[TEXT SECTION]
....
Owen Hart’s Widow Says She Isn’t Done Fighting The WWE Over His Tragic Death...


Perhaps the biggest by product of the success of Dark Side of the Ring, VICE TV’s pro wrestling-themed documentary series, is the degree of sunshine it has brought to the subject matter covered in a given episode.

The life and death of “Gorgeous” Gino Hernandez, for example, would be new to those unfamiliar with ‘80s Texas wrestling, and the implosion of Herb Abrams and his UWF promotion was mostly lore to a specific subset of wrestling fans who tried to watch everything from the genre in the early ‘90s.

But it goes deeper than that, particularly with episodes like tonight’s season finale, which covers the 1999 death of Owen Hart in a stunt-rigging accident. Hart’s death was quite possibly the biggest mainstream news story in the entire history of the wrestling business. That mainstream interest, though, had eroded by the time the how and why of Owen’s plunge from the top of Kansas City’s Kemper Arena became known from the ensuing criminal investigation and wrongful-death lawsuit.
....
[Entries for bounding box labeling]
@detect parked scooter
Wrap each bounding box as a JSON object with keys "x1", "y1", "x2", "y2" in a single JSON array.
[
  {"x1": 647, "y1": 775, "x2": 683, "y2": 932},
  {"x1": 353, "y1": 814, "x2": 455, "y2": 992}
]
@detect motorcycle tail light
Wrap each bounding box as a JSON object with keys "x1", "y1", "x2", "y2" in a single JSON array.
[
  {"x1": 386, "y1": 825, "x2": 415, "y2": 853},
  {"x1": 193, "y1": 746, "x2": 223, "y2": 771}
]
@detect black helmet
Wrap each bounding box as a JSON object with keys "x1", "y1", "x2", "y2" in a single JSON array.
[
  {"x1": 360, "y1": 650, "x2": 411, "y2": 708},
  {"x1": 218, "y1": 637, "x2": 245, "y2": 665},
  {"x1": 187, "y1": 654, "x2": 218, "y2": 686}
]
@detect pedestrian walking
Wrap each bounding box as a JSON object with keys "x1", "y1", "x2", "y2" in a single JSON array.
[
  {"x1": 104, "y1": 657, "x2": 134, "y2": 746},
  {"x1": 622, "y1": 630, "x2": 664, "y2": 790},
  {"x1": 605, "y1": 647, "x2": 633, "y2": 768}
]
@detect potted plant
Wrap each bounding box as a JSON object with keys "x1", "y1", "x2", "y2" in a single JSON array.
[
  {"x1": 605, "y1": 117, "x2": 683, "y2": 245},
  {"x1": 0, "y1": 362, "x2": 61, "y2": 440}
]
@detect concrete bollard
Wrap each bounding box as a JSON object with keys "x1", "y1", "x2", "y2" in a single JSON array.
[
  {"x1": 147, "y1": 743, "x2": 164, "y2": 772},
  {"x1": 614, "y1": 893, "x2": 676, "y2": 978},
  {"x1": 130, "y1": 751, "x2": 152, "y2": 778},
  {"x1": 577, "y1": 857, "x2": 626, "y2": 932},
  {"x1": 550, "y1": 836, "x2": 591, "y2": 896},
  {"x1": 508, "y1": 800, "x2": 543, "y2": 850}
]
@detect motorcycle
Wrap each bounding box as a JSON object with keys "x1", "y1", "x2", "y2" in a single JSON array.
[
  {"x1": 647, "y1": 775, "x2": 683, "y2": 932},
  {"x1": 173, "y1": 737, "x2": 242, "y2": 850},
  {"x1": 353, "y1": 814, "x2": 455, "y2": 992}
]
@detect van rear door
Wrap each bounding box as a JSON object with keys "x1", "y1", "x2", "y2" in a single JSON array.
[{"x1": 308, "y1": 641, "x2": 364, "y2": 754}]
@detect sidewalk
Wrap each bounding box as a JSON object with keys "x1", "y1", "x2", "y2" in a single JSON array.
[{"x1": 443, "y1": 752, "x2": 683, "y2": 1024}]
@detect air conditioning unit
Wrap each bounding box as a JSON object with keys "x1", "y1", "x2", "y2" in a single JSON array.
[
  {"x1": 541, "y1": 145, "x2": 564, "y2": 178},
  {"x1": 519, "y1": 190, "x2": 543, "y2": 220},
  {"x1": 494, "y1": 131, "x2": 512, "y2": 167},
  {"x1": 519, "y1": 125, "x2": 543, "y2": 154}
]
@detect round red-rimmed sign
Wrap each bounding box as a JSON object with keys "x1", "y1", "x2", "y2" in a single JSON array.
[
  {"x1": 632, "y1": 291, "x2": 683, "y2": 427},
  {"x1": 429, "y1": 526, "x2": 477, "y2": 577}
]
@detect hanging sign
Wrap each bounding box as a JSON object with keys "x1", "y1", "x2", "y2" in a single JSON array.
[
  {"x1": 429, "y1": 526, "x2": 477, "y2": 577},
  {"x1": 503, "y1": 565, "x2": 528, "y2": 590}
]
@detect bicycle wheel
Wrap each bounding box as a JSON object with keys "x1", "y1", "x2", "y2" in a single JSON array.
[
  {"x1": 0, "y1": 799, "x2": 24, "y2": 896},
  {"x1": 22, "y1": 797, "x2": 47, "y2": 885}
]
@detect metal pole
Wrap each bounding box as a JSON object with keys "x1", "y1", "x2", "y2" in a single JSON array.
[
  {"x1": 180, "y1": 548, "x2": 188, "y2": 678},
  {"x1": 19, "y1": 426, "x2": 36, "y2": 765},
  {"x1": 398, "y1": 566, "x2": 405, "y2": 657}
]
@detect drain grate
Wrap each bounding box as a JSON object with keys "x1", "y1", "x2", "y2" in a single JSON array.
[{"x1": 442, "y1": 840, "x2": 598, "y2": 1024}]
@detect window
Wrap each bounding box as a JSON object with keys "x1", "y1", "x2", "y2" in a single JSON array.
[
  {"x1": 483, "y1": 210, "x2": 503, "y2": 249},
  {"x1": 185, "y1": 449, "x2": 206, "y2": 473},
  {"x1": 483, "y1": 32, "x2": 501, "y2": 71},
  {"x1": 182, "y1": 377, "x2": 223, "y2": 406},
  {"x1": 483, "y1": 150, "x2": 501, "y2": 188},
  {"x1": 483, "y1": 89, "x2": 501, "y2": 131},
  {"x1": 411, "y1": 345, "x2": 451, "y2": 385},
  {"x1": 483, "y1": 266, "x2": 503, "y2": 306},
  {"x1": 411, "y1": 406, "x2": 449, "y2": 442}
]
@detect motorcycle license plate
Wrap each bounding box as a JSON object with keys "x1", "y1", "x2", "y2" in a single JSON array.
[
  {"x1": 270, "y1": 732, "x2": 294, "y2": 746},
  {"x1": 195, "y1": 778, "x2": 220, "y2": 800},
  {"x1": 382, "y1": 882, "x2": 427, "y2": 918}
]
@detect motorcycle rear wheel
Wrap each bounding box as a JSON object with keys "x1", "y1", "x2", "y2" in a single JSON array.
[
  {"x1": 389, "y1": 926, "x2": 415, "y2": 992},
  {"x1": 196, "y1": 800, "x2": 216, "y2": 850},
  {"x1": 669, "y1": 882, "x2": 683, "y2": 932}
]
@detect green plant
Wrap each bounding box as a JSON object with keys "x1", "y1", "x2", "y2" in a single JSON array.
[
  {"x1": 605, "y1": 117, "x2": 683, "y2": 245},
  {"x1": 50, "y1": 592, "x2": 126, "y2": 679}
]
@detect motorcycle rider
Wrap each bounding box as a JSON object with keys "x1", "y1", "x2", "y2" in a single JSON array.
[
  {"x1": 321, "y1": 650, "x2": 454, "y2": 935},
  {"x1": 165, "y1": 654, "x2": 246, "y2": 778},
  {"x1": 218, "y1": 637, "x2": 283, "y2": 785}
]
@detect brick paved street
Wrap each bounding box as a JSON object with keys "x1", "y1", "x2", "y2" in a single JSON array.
....
[TASK INSTRUCTIONS]
a – Decide whether each statement agrees with the Owen Hart article, and back each yes or no with the deciding words from the article. (i) The season finale of the series covers Owen Hart's 1999 death in a stunt-rigging accident. (ii) Dark Side of the Ring is a series on ESPN. (iii) Mainstream interest in Hart's death grew once the criminal investigation and lawsuit explained how it happened.
b – According to the Owen Hart article, from where did Owen Hart fall?

[TASK-BY-TASK ANSWERS]
a –
(i) Yes: "tonight’s season finale, which covers the 1999 death of Owen Hart in a stunt-rigging accident"
(ii) No: "VICE TV’s pro wrestling-themed documentary series"
(iii) No: "That mainstream interest, though, had eroded"

b – He fell from the top of Kansas City's Kemper Arena.